*Document passage*
__________
Simplifying Serialization with Marshmallow: An Introduction with SQLAlchemy

Introduction

Serialization is the conversion of an object into an easily transported form. When building out a full-stack application, it acts as a translator and allows data to flow smoothly between the frontend, backend, and any other component. Serialization is an essential tool to allow components to communicate and exchange information between each other.

JSON Serialization typically converts objects into JSON and is used for data interaction between the server and client over a network. SQLAlchemy Serialization is more database-focused and will convert SQLAlchemy models or database query results into a format suitable for storage or transmission (usually JSON). SQLAlchemy also provides built-in serialization methods for working with an ORM system, allowing for easier conversion from query results to JSON.

While both of these serialization methods can be incredibly useful, as data structures become more complex, libraries have become increasingly popular among developers, as they can streamline serialization. Marshmallow is a great example of a Python library that converts various data types into Python and vice-versa. This blog will delve deeper into the comparison between Marshmallow and SQLAlchemy Serialization.

The Challenges of Serialization

Data serialization is a crucial component when connecting different components and services across networks. Data needs to be converted quickly and efficiently into an easily transmittable and reconstructable format. Given the vast amounts of data that are constantly exchanged, there are some challenges that developers face when serializing data.

Divergence of Data Formats: When the backend and the frontend interact, there are many diverse sets of data formats like JSON, XML, etc. Serialization needs to be able to translate between these different formats.
Nested Structures and Relationships: In the case of relational databases, like those you would work with using SQLAlchemy, nested data structures add new complexities. When serializing and de-serializing relationships between objects or tables, it is easy to run into recursion errors from nested data.
Performance: As databases become more complex and there is an increase in the flow of data, inefficient serialization can impact system performance. This can decrease the speed of a system and overall responsiveness.
Time: Simplifying serialization processes can increase the capacity and efficiency of the developer, thus reducing development overheads. Streamlined serialization processes promote faster exchange of data.
Compatibility Across Technology: In a full-stack application, systems will utilize diverse technologies like RESTful APIs, databases, or other components. This can lead to complications in serialization as data needs to be serialized in a consistent and replicable process.

Overview of Serialization Tools

In Python, there are a few commonly used libraries to streamline serialization like Json, Marshmallow, SQLAlchemy-serializer, etc. In the context of using a web framework like Flask RESTful API with SQLAlchemy serialization, a developer would either utilize a library or create serialization methods to convert Python objects to easily transmitted data like JSON. For clarification, Flask RESTful API only facilitates the creation of RESTful APIs but does not provide built-in tools for data serialization.
__________
*Raw records*
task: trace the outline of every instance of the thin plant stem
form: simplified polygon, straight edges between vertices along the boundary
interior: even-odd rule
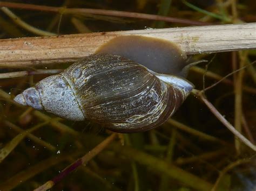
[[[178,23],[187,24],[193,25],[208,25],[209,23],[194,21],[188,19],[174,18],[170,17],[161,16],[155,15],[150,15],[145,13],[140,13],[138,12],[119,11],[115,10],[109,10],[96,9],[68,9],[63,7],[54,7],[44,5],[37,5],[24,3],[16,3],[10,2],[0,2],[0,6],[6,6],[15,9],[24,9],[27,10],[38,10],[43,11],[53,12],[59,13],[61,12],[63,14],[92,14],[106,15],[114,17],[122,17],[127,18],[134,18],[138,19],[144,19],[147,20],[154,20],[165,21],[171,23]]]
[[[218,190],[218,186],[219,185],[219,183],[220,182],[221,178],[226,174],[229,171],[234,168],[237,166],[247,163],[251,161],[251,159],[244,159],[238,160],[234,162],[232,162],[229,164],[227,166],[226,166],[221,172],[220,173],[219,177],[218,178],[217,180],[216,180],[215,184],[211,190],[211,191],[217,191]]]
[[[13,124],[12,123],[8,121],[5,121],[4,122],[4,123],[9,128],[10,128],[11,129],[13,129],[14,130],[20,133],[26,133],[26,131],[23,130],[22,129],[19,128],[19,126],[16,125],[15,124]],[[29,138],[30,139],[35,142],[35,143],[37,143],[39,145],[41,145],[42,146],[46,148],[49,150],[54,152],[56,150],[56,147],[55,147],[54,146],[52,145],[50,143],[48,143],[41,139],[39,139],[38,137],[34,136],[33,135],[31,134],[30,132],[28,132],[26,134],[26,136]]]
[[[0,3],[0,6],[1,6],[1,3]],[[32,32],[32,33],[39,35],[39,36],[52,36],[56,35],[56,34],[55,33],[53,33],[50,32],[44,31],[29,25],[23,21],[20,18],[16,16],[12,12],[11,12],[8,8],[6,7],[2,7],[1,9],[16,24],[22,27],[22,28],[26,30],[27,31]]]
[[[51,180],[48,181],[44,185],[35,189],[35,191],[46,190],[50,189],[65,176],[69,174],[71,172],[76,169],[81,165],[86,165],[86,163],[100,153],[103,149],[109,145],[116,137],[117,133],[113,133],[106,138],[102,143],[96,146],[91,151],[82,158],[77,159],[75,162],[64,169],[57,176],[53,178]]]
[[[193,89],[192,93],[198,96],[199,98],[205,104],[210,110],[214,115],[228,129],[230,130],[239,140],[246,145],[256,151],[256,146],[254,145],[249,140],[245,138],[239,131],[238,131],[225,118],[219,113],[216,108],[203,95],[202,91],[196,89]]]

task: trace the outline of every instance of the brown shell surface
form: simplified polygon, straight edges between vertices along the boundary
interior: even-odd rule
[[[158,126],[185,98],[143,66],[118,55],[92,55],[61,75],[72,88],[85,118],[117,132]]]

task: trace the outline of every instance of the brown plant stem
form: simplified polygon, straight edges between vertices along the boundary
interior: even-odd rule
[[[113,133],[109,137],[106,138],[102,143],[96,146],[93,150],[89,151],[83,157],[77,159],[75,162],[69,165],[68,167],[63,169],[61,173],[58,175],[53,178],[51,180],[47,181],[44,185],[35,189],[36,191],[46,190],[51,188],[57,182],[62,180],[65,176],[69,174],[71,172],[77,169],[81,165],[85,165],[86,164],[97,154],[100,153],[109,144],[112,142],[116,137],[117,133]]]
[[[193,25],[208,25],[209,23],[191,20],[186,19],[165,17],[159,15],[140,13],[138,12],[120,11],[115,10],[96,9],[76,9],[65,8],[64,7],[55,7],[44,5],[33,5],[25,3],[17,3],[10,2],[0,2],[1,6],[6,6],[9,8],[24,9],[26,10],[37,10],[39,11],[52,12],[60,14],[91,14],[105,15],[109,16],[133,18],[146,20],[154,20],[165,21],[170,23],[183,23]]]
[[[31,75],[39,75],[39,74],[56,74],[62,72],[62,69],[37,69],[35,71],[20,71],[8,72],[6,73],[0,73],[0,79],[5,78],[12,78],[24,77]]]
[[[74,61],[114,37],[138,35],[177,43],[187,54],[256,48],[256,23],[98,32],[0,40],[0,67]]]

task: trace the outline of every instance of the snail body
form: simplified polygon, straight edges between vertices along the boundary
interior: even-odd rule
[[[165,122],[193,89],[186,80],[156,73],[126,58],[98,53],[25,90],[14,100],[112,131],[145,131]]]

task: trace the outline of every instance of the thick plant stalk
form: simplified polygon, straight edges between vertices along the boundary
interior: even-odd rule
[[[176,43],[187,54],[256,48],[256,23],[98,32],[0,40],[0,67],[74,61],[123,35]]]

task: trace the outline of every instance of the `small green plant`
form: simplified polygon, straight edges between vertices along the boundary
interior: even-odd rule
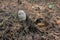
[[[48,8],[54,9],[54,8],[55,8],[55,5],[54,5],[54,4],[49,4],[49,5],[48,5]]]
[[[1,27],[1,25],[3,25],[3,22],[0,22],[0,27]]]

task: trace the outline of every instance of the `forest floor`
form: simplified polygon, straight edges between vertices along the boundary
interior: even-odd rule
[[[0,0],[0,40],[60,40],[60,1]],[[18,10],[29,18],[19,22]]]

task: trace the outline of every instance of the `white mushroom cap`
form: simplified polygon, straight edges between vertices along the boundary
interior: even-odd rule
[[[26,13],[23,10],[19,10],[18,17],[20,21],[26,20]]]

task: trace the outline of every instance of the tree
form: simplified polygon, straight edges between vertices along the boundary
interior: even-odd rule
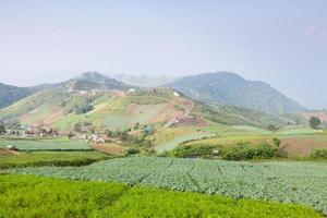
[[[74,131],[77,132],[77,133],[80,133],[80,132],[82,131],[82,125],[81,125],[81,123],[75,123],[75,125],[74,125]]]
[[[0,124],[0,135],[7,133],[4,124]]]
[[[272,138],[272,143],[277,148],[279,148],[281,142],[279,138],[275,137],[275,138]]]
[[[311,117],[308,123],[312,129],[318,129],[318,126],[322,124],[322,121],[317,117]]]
__________
*Your goal*
Copy the stretch of the Marshmallow serialization text from "Data serialization is" through "these different formats.", replacing "developers" with "engineers".

*Answer to this problem*
Data serialization is a crucial component when connecting different components and services across networks. Data needs to be converted quickly and efficiently into an easily transmittable and reconstructable format. Given the vast amounts of data that are constantly exchanged, there are some challenges that engineers face when serializing data.

Divergence of Data Formats: When the backend and the frontend interact, there are many diverse sets of data formats like JSON, XML, etc. Serialization needs to be able to translate between these different formats.